Имени Мазепы народ не хотел слышать.

Жители подкладывали огонь под избы, где расположились пришельцы, хотя за это им резали носы и уши. А на реке Десне крестьяне изрубили сто пятьдесят шведов и взяли в плен целый отряд.

«Всяк защищать себя умеет»

Ах ты, батюшка король земли Шведской!

Сколько под городом ни стояти,

Вам Полтавы-города не взяти…

Зима 1709 года была лютой. Шведы, дожидаясь тепла, страдали от морозов и недостатка припасов. Многие ночевали у костров, отгородившись от стужи соломенными щитами. Ко всему, их непрерывно тревожили русские войска.

Первый министр граф Пипер писал в Швецию:

«Невозможно представить, насколько настоящая кампания несчастна и затруднительна».

Другие писали более подробно — о том, что множество солдат отморозили себе руки и ноги, а иные и вовсе замерзли, особенно из числа тех, кто слишком согревался русским вином.

В середине февраля шведская пехота вступила в слободу Коломак, откуда открывался «великий шлях» прямо на Харьков. То была часть древней Муравской дороги; татары ходили по ней из Крыма в Москву.

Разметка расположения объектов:
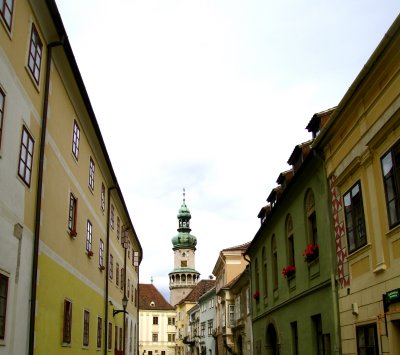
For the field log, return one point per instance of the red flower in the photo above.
(288, 270)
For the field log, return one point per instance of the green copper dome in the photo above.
(184, 239)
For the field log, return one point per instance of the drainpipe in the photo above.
(36, 238)
(335, 301)
(107, 269)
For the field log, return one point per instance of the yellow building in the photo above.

### ЗАДАНИЕ
Перепечатайте слово в слово отрывок из текста о шведском походе между «Другие писали более» и «Крыма в Москву.», включая оба края.

### ОТВЕТ
Другие писали более подробно — о том, что множество солдат отморозили себе руки и ноги, а иные и вовсе замерзли, особенно из числа тех, кто слишком согревался русским вином.

В середине февраля шведская пехота вступила в слободу Коломак, откуда открывался «великий шлях» прямо на Харьков. То была часть древней Муравской дороги; татары ходили по ней из Крыма в Москву.